• _PROBLEM REQUIREMENTS_:
Using the commit notice below, decide whether each statement agrees with it: (a) The author of the commit is mikemccand. (b) The change relates to issue TIKA-717. (c) The new revision number is 1171987. Answer yes or no for each and quote the words that settle it.

• _PAGE_:
#####

You are viewing a plain text version of this content. The canonical link for it is here.
Posted to commits@tika.apache.org by mi...@apache.org on 2011/09/17 16:15:05 UTC

svn commit: r1171988 - in /tika/trunk/tika-parsers/src: main/java/org/apache/tika/parser/rtf/TextExtractor.java test/java/org/apache/tika/TestParsers.java

Author: mikemccand
Date: Sat Sep 17 14:15:05 2011
New Revision: 1171988

URL: http://svn.apache.org/viewvc?rev=1171988&view=rev
Log:
TIKA-717: fix RTF parser to extract annotations (comments)

Modified:
    tika/trunk/tika-parsers/src/main/java/org/apache/tika/parser/rtf/TextExtractor.java
    tika/trunk/tika-parsers/src/test/java/org/apache/tika/TestParsers.java

Modified: tika/trunk/tika-parsers/src/main/java/org/apache/tika/parser/rtf/TextExtractor.java
URL: http://svn.apache.org/viewvc/tika/trunk/tika-parsers/src/main/java/org/apache/tika/parser/rtf/TextExtractor.java?rev=1171988&r1=1171987&r2=1171988&view=diff
==============================================================================
--- tika/trunk/tika-parsers/src/main/java/org/apache/tika/parser/rtf/TextExtractor.java (original)
+++ tika/trunk/tika-parsers/src/main/java/org/apache/tika/parser/rtf/TextExtractor.java Sat Sep 17 14:15:05 2011
@@ -900,6 +900,18 @@ final class TextExtractor {
             pushText();
             // Text inside a shape
             groupState.ignore = false;
+        } else if (equals("atnid")) {
+            pushText();
+            // Annotation ID
+            groupState.ignore = false;
+        } else if (equals("atnauthor")) {
+            pushText();
+            // Annotation author
+            groupState.ignore = false;
+        } else if (equals("annotation")) {
+            pushText();
+            // Annotation
+            groupState.ignore = false;
         } else if (equals("cell")) {
             // TODO: we should produce a table output here?
             //addOutputChar(' ');

Modified: tika/trunk/tika-parsers/src/test/java/org/apache/tika/TestParsers.java
URL: http://svn.apache.org/viewvc/tika/trunk/tika-parsers/src/test/java/org/apache/tika/TestParsers.java?rev=1171988&r1=1171987&r2=1171988&view=diff
==============================================================================
--- tika/trunk/tika-parsers/src/test/java/org/apache/tika/TestParsers.java (original)

#####

• _SUPPLIED ENTRIES_:
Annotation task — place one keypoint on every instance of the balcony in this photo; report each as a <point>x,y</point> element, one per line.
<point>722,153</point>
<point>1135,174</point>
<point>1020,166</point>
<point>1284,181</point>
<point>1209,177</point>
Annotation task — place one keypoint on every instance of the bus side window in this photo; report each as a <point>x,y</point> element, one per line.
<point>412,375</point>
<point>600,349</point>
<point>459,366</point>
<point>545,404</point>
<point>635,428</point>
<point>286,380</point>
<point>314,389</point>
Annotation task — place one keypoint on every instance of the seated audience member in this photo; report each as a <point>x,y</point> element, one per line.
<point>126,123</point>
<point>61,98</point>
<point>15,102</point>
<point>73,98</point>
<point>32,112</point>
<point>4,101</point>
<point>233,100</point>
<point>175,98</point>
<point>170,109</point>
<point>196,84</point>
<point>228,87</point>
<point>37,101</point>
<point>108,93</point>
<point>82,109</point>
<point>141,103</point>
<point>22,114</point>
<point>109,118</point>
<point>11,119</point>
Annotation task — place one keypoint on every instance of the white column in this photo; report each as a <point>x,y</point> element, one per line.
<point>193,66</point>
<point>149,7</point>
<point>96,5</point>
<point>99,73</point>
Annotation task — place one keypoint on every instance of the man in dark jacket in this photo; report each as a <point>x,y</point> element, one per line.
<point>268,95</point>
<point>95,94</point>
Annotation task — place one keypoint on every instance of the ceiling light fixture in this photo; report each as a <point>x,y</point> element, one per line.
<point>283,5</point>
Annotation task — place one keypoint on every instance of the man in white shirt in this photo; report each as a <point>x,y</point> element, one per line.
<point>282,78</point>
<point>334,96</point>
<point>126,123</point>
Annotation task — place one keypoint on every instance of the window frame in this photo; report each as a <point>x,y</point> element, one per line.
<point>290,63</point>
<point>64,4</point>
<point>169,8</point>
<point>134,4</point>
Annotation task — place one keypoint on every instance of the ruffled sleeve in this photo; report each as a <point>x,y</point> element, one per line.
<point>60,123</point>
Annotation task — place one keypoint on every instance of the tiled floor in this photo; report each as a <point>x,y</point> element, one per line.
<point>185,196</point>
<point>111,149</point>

#####

• _ANSWER TO THE EXERCISE_:
(a) Yes: "Author: mikemccand"
(b) Yes: "TIKA-717: fix RTF parser to extract annotations (comments)"
(c) No: "New Revision: 1171988"